_TASKS TO COMPLETE:_
**1)** How would you say "When rotating perf.data with --switch-output, only keep N files." from the perf patch excerpt in Spanish?
**2)** Can you extract, word for word, the part of the perf patch excerpt between "Good suggestions (the" and "separate sideband thread.", inclusive?

_QUOTED PASSAGE:_

########################################

Good suggestions (the one above and the one at the end of this message),
can you please put those in a formal patch?

Thanks,

- Arnaldo

> > +Uses the same syntax as --event, it will just not be recorded, serving only to
> > +switch the perf.data file as soon as the --switch-output event is processed by
> > +a separate sideband thread.
> > +
> > +This sideband thread is also used to other purposes, like processing the
> > +PERF_RECORD_BPF_EVENT records as they happen, asking the kernel for extra BPF
> > +information, etc.
> > +
> > --switch-max-files=N::
> >
> > When rotating perf.data with --switch-output, only keep N files.
> > diff --git a/tools/perf/builtin-record.c b/tools/perf/builtin-record.c
> > index ed2244847400..7a6a89972691 100644
> > --- a/tools/perf/builtin-record.c
> > +++ b/tools/perf/builtin-record.c
> > @@ -87,7 +87,9 @@ struct record {
> > struct evlist *evlist;
> > struct perf_session *session;
> > struct evlist *sb_evlist;
> > + pthread_t thread_id;
> > int realtime_prio;
> > + bool switch_output_event_set;
> > bool no_buildid;
> > bool no_buildid_set;
> > bool no_buildid_cache;
> > @@ -1436,6 +1438,13 @@ static int record__synthesize(struct record *rec, bool tail)
> > return err;
> > }
> >
> > +static int record__process_signal_event(union perf_event *event __maybe_unused, void *data)
> > +{
> > + struct record *rec = data;
> > + pthread_kill(rec->thread_id, SIGUSR2);
> > + return 0;
> > +}
> > +
> > static int __cmd_record(struct record *rec, int argc, const char **argv)
> > {
> > int err;
> > @@ -1580,12 +1589,24 @@ static int __cmd_record(struct record *rec, int argc, const char **argv)
> > goto out_child;
> > }
> >
> > - if (!opts->no_bpf_event) {
> > - rec->sb_evlist = evlist__new();
> > + if (rec->sb_evlist != NULL) {
> > + /*
> > + * We get here if --switch-output-event populated the
> > + * sb_evlist, so associate a callback that will send a SIGUSR2
> > + * to the main thread.
> > + */
> > + evlist__set_cb(rec->sb_evlist, record__process_signal_event, rec);
> > + rec->thread_id = pthread_self();
> > + }
> >
> > + if (!opts->no_bpf_event) {
> > if (rec->sb_evlist == NULL) {
> > - pr_err("Couldn't create side band evlist.\n.");
> > - goto out_child;
> > + rec->sb_evlist = evlist__new();
> > +
> > + if (rec->sb_evlist == NULL) {
> > + pr_err("Couldn't create side band evlist.\n.");
> > + goto out_child;
> > + }
> > }
> >
> > if (evlist__add_bpf_sb_event(rec->sb_evlist, &session->header.env)) {
> > @@ -2179,10 +2200,19 @@ static int switch_output_setup(struct record *rec)
> > };
> > unsigned long val;
> >
> > + /*
> > + * If we're using --switch-output-events, then we imply its
> > + * --switch-output=signal, as we'll send a SIGUSR2 from the side band
> > + * thread to its parent.

########################################

_RECORD EXTRACTS:_

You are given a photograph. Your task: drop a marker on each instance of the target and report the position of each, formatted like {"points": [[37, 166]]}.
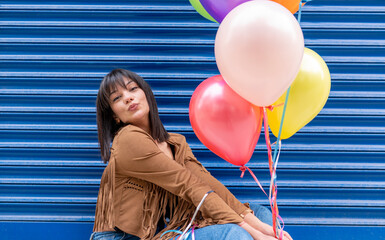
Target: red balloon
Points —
{"points": [[224, 122]]}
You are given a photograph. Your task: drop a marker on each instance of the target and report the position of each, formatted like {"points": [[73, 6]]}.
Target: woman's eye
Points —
{"points": [[115, 98]]}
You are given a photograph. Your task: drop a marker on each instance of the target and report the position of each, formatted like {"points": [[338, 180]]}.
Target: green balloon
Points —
{"points": [[200, 9]]}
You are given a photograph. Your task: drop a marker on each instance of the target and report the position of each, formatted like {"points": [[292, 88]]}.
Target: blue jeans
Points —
{"points": [[214, 232]]}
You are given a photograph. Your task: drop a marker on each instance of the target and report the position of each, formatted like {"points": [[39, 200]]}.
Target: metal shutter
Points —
{"points": [[53, 55]]}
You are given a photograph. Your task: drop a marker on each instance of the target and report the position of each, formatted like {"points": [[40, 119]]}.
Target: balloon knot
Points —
{"points": [[243, 169], [271, 107]]}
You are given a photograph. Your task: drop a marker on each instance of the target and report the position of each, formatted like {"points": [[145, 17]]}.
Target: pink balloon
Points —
{"points": [[258, 49], [224, 122]]}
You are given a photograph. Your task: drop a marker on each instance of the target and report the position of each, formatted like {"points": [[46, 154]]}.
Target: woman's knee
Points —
{"points": [[236, 232], [262, 213]]}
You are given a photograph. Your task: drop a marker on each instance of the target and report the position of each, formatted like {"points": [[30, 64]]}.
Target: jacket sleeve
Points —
{"points": [[198, 170], [137, 155]]}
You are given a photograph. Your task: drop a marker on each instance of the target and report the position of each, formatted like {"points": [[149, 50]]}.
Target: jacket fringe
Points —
{"points": [[104, 215]]}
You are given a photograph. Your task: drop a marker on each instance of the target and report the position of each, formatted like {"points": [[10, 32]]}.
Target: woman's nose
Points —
{"points": [[128, 97]]}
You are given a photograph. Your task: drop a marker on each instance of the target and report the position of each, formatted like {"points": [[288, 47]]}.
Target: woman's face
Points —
{"points": [[129, 104]]}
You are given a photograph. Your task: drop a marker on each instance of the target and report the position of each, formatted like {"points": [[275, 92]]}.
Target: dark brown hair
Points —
{"points": [[107, 126]]}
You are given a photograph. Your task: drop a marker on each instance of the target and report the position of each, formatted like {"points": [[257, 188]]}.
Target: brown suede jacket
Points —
{"points": [[140, 183]]}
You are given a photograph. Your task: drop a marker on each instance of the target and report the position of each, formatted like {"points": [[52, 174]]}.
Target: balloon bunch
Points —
{"points": [[260, 53]]}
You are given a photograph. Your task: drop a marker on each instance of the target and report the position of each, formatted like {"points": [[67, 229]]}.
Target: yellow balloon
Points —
{"points": [[308, 95]]}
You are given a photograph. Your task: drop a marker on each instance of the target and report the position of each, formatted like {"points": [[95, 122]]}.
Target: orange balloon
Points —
{"points": [[291, 5]]}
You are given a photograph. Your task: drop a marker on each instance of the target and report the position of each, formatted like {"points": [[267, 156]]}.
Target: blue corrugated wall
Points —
{"points": [[53, 55]]}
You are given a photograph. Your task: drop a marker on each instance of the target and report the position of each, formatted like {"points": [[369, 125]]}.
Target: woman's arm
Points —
{"points": [[262, 227], [137, 155]]}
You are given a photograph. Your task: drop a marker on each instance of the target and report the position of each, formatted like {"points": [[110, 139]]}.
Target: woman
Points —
{"points": [[153, 182]]}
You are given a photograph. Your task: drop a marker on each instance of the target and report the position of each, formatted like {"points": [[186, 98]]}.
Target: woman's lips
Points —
{"points": [[133, 106]]}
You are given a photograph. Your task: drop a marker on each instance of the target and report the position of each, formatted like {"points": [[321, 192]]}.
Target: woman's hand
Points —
{"points": [[262, 227]]}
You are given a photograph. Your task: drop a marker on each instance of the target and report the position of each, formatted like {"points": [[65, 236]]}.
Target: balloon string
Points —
{"points": [[243, 169], [272, 190]]}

########################################

_FINAL RESULTS:_
**1)** Al rotar perf.data con --switch-output, conserve solo N archivos.

**2)**
Good suggestions (the one above and the one at the end of this message),
can you please put those in a formal patch?

Thanks,

- Arnaldo

> > +Uses the same syntax as --event, it will just not be recorded, serving only to
> > +switch the perf.data file as soon as the --switch-output event is processed by
> > +a separate sideband thread.